§ WHAT IS EXPECTED
Carry on the review of Gerstl's book on Jewish Nobel Prize winners from the point where it stops.

§ GIVEN TEXT

“The Super Achievers” by Ronald Gerstl reveals the remarkable disproportionate Jewish contributions to world knowledge of science and heath, and the surprisingly high number of Jewish Nobel Prize Winners in these fields. Although Jews are only 0.2% of the world’s population, Jews were awarded 24% of the Nobel Prizes in science and medicine. Similarly, while Jews account for only 2% of the American population, they received 37% of the US Nobel Prize awards in these fields.

Gerstl tells us much interesting information that most people do not know. In 130 pages, he discusses the rarified world of the Nobel Prize, identifying who is Jewish among the winners is not always evident and can turn up some surprises, Germany’s loss of Jewish scientists who fled the Nazis was America’s gain, women nobelists, about science and religion, the outcome in the future, as well as eight pages where he discusses why Jews are exceptional, and more. In the remaining 115 pages, he gives dozens of selected biographical profiles of Jewish Nobel prizewinners, including their pictures. He also includes a bibliography and index

Why are Jews exceptional?

Some Jews unfortunately accept Yehuda Halevi’s view that he wrote in his classic “Kuzari.” Gerstl does not discuss his unusual idea. Halevi taught that Jews are biologically superior to all other people. Non-Jews, he insisted, are somewhere in-between animals and Jews. Even converts to Judaism are unable to reach the level of Jews because they lack their biology. They remain in the lower class. Most Jews reject this pseudo-science notion. They think that God created all people and loves all people, and we should respect all people. Gerstl gives a rational approach in his eight pages.

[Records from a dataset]
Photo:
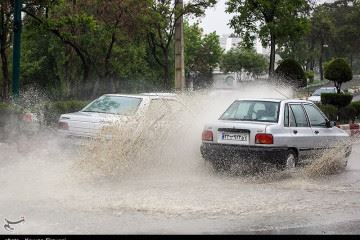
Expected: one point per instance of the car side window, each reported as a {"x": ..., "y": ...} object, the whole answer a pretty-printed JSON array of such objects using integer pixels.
[
  {"x": 315, "y": 117},
  {"x": 286, "y": 115},
  {"x": 299, "y": 115},
  {"x": 292, "y": 122}
]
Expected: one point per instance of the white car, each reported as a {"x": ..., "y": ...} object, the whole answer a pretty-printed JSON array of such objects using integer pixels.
[
  {"x": 280, "y": 132},
  {"x": 108, "y": 109},
  {"x": 316, "y": 96}
]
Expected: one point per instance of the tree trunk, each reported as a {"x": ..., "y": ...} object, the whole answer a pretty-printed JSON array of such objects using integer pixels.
[
  {"x": 272, "y": 56},
  {"x": 167, "y": 84},
  {"x": 5, "y": 73}
]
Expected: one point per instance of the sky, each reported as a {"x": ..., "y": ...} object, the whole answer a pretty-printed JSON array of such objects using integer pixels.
[{"x": 216, "y": 19}]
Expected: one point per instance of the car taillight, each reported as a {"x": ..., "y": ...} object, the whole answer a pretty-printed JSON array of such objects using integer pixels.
[
  {"x": 207, "y": 135},
  {"x": 27, "y": 117},
  {"x": 63, "y": 125},
  {"x": 263, "y": 138}
]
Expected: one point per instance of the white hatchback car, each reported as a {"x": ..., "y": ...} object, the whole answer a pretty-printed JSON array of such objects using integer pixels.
[
  {"x": 281, "y": 132},
  {"x": 108, "y": 109}
]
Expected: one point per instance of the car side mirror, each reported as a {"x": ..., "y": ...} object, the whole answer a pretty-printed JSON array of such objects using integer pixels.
[{"x": 330, "y": 124}]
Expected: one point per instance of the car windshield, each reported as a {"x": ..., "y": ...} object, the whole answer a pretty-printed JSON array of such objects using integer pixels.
[
  {"x": 114, "y": 105},
  {"x": 323, "y": 90},
  {"x": 245, "y": 110}
]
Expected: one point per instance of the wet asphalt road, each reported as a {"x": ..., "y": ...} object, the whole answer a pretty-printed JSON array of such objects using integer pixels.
[
  {"x": 172, "y": 194},
  {"x": 176, "y": 200}
]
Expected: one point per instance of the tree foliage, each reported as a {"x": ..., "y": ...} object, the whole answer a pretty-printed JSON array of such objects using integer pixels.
[
  {"x": 202, "y": 55},
  {"x": 246, "y": 60},
  {"x": 291, "y": 72},
  {"x": 270, "y": 20},
  {"x": 161, "y": 29}
]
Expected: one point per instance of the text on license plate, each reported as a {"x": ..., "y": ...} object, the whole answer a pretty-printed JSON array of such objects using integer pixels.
[{"x": 235, "y": 137}]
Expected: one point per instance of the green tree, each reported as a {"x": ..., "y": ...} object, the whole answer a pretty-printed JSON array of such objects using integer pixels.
[
  {"x": 270, "y": 20},
  {"x": 5, "y": 43},
  {"x": 105, "y": 36},
  {"x": 161, "y": 28},
  {"x": 322, "y": 30},
  {"x": 202, "y": 54},
  {"x": 339, "y": 72},
  {"x": 291, "y": 72},
  {"x": 241, "y": 60}
]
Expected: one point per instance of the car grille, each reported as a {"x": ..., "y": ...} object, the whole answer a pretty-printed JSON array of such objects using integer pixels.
[{"x": 234, "y": 130}]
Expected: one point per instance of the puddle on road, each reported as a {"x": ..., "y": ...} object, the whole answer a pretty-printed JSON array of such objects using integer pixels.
[{"x": 155, "y": 170}]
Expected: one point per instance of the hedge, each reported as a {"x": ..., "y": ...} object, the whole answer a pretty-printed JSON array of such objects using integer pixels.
[{"x": 337, "y": 99}]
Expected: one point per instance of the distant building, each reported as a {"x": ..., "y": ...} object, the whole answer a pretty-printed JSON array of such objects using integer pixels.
[{"x": 228, "y": 41}]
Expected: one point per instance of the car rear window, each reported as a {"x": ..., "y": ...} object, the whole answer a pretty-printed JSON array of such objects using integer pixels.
[
  {"x": 114, "y": 105},
  {"x": 247, "y": 110}
]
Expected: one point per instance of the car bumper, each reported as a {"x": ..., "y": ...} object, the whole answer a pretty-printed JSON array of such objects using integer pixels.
[{"x": 241, "y": 153}]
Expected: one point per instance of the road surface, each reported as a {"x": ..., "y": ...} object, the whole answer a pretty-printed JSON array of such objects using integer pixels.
[{"x": 170, "y": 192}]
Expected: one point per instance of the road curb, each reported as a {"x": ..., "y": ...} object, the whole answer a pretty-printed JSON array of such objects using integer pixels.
[{"x": 351, "y": 128}]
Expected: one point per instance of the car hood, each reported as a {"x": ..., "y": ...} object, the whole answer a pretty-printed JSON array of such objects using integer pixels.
[
  {"x": 252, "y": 128},
  {"x": 314, "y": 98},
  {"x": 89, "y": 124}
]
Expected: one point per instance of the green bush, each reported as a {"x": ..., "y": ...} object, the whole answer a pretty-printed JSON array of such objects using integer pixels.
[
  {"x": 356, "y": 106},
  {"x": 338, "y": 71},
  {"x": 292, "y": 73},
  {"x": 330, "y": 111},
  {"x": 339, "y": 100},
  {"x": 53, "y": 110},
  {"x": 347, "y": 113}
]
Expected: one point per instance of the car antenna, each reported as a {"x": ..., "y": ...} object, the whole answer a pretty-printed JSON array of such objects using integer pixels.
[{"x": 281, "y": 93}]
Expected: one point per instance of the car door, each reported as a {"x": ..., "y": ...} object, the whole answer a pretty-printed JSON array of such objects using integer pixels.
[
  {"x": 323, "y": 136},
  {"x": 300, "y": 130}
]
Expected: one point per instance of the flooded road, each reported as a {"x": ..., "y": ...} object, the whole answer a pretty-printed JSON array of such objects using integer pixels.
[{"x": 172, "y": 192}]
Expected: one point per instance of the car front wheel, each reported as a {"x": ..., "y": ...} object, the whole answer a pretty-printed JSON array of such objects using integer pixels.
[{"x": 290, "y": 160}]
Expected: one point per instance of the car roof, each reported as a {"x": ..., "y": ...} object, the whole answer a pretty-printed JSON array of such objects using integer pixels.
[
  {"x": 274, "y": 100},
  {"x": 326, "y": 88},
  {"x": 146, "y": 95},
  {"x": 159, "y": 95},
  {"x": 261, "y": 99}
]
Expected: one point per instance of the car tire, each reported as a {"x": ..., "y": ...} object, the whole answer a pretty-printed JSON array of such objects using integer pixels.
[
  {"x": 221, "y": 166},
  {"x": 290, "y": 161}
]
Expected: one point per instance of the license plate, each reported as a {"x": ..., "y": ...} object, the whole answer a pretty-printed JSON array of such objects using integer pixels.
[{"x": 234, "y": 137}]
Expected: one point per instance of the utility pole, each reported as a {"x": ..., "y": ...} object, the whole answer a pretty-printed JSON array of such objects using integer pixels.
[
  {"x": 179, "y": 47},
  {"x": 16, "y": 47}
]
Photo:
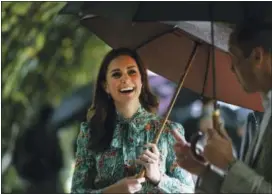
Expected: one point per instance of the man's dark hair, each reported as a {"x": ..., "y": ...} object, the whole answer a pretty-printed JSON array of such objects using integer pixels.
[{"x": 251, "y": 34}]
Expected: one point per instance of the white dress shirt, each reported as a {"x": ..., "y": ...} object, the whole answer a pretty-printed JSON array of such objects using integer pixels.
[{"x": 267, "y": 98}]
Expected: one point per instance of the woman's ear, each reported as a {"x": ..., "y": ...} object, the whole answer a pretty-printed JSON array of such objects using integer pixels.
[{"x": 106, "y": 88}]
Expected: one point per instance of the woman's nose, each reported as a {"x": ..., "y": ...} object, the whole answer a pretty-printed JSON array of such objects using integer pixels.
[{"x": 124, "y": 78}]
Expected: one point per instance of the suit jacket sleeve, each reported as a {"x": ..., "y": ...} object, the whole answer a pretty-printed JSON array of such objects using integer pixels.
[
  {"x": 239, "y": 179},
  {"x": 85, "y": 168}
]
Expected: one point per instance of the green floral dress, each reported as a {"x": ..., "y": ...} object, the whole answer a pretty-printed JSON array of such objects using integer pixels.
[{"x": 93, "y": 172}]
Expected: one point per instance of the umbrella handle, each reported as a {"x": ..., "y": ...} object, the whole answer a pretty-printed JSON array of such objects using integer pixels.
[{"x": 195, "y": 151}]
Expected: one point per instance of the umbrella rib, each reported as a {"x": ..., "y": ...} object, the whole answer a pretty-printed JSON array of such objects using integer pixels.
[{"x": 154, "y": 38}]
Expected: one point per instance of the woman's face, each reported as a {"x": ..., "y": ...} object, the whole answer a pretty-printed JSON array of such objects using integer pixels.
[{"x": 123, "y": 80}]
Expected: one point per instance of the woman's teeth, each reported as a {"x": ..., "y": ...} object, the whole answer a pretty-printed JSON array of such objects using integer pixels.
[{"x": 128, "y": 89}]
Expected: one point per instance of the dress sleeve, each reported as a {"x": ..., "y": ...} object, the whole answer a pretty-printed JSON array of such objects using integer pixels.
[
  {"x": 85, "y": 167},
  {"x": 176, "y": 179}
]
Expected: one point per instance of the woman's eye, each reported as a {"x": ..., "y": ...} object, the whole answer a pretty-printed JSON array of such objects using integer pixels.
[
  {"x": 131, "y": 72},
  {"x": 116, "y": 75}
]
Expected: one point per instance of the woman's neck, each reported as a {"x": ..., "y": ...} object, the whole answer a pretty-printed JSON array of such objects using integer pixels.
[{"x": 127, "y": 110}]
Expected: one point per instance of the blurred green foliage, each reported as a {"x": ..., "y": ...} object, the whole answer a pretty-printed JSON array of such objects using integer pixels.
[{"x": 44, "y": 57}]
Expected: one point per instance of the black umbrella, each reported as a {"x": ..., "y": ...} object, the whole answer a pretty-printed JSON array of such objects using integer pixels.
[
  {"x": 166, "y": 48},
  {"x": 232, "y": 12}
]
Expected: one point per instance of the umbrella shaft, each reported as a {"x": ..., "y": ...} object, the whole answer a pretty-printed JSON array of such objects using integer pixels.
[{"x": 180, "y": 85}]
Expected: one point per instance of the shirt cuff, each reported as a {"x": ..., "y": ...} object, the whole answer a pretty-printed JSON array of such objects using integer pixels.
[{"x": 166, "y": 186}]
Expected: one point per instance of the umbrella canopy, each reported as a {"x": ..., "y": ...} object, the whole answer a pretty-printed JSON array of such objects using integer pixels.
[
  {"x": 232, "y": 12},
  {"x": 165, "y": 48}
]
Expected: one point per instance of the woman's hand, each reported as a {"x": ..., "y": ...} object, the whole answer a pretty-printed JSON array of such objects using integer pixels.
[
  {"x": 150, "y": 160},
  {"x": 126, "y": 185}
]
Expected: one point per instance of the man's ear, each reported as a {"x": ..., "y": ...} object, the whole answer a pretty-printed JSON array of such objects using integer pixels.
[{"x": 257, "y": 56}]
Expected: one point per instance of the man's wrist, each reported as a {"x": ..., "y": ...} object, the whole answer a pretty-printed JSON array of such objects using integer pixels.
[{"x": 156, "y": 182}]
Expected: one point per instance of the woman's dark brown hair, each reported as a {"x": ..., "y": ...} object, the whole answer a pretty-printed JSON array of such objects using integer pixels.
[{"x": 102, "y": 119}]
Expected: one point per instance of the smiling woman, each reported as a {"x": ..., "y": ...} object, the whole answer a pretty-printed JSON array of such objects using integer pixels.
[{"x": 122, "y": 122}]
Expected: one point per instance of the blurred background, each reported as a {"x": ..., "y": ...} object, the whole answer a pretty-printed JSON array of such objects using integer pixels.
[{"x": 49, "y": 63}]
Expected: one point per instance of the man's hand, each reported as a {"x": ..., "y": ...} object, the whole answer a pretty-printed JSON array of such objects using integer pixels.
[{"x": 185, "y": 158}]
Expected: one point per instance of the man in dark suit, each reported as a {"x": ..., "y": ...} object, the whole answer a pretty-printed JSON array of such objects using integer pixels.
[{"x": 250, "y": 47}]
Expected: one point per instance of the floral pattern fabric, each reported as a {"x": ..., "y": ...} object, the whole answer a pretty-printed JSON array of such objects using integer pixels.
[{"x": 94, "y": 172}]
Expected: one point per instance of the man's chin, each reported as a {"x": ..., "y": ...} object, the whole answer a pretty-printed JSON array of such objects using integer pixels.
[{"x": 249, "y": 90}]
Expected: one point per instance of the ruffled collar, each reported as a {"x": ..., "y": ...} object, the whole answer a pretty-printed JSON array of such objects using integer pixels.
[
  {"x": 128, "y": 129},
  {"x": 137, "y": 115}
]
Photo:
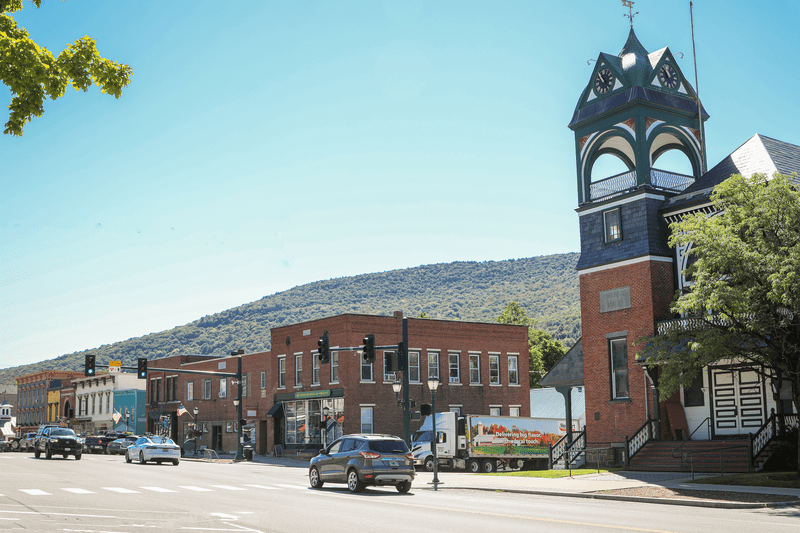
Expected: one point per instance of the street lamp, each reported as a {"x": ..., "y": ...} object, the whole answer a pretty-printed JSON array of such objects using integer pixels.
[
  {"x": 433, "y": 385},
  {"x": 196, "y": 411},
  {"x": 325, "y": 411}
]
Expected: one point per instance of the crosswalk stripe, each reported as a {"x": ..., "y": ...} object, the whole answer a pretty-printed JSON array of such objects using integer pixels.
[
  {"x": 227, "y": 487},
  {"x": 158, "y": 489}
]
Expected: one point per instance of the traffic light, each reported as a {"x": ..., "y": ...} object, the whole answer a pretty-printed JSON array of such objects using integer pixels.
[
  {"x": 141, "y": 368},
  {"x": 324, "y": 349},
  {"x": 88, "y": 365},
  {"x": 369, "y": 348}
]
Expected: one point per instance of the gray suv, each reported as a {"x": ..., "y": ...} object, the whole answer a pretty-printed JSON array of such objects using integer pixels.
[{"x": 361, "y": 460}]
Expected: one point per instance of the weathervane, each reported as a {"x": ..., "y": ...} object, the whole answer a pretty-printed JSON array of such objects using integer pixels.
[{"x": 631, "y": 14}]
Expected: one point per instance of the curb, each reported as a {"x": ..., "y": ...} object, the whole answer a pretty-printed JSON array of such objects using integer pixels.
[{"x": 717, "y": 504}]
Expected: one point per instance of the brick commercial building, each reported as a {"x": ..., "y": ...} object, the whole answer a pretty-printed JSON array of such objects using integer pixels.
[{"x": 287, "y": 392}]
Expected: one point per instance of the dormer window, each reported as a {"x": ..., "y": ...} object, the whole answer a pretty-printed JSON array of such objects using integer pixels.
[{"x": 612, "y": 225}]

§ RESPONSE AREA
He writes, “Jewish cultural values based on family upbringing, dedication to education, self-motivation, persistence, resilience in face of adversity, and just plain hard work undoubtedly contribute to their success.” He describes the generally stable Jewish family life, the absence of family strife and other social ills. He emphasizes that education has been a goal for Jews for millennia, that Jewish parents encourage their children’s love of learning. He speaks about the Jewish drive to excel. He quotes the former Israeli Prime minister Shimon Peres, “There is something in our DNA that makes us Jews never feel satisfied,” and notes that Jews frequently succeed when others give up. He also reveals that Jews generally have a higher IQ than people in other cultures and that IQs are frequently inherited.

But despite these observations he admits that these factors do not tell the whole story; we really do not know why Jews are exceptional achievers.